• Problem requirements
Rewrite the listing from the line with "Reviewer note: every instance of the jacket sleeve" through the end, switching "keypoint" to "marker" and leaving everything else unchanged.

• Data for the task

○ ○ ○ ○ ○

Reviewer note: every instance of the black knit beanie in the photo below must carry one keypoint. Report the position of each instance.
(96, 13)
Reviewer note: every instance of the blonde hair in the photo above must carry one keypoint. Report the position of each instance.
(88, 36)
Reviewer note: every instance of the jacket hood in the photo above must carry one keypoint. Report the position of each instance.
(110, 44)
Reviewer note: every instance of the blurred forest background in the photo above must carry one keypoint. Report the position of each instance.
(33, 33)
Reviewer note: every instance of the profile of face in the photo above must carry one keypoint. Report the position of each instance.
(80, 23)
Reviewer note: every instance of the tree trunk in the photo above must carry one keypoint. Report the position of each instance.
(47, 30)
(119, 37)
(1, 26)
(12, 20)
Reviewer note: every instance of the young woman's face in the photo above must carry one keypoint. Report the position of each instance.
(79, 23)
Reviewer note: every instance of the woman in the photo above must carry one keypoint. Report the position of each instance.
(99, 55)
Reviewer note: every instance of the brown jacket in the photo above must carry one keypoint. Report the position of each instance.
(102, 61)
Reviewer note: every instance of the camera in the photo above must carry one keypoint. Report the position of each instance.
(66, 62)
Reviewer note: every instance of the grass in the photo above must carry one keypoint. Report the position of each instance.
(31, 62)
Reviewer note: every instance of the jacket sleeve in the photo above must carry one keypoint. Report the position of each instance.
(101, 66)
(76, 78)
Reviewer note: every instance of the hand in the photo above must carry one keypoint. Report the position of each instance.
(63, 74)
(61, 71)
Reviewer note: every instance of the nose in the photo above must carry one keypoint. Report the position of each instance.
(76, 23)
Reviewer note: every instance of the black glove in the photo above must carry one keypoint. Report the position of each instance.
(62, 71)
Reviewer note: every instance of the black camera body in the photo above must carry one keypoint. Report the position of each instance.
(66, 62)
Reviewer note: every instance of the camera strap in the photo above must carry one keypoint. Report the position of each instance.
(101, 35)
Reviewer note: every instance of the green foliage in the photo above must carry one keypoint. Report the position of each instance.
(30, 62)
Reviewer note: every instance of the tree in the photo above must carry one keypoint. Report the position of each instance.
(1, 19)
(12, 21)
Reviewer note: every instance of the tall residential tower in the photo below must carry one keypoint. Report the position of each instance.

○ ○ ○ ○ ○

• Full solution
Reviewer note: every instance of the jacket sleeve in the photo above must carry one marker. Report the position of each instance.
(101, 66)
(76, 78)
Reviewer note: every instance of the hand in the photo above must carry one marker. Report the position of each instance.
(63, 74)
(61, 71)
Reviewer note: every instance of the nose in the photo above must carry one marker. Report the position of each instance.
(76, 23)
Reviewer note: every instance of the black glove in the photo above must carry one marker. Report the position of each instance.
(62, 71)
Reviewer note: every instance of the black camera body in the photo above must carry one marker. Report the position of each instance.
(66, 62)
Reviewer note: every instance of the camera strap in the photo above must carry one marker. Report the position of each instance.
(101, 35)
Reviewer note: every instance of the green foliage in the photo above must carry one marker. Report the position of each instance.
(30, 62)
Reviewer note: every instance of the tree in the photo above must carry one marker. Report the position of each instance.
(1, 19)
(12, 21)
Reviewer note: every instance of the tall residential tower in the photo below must carry one marker. Report the position of each instance.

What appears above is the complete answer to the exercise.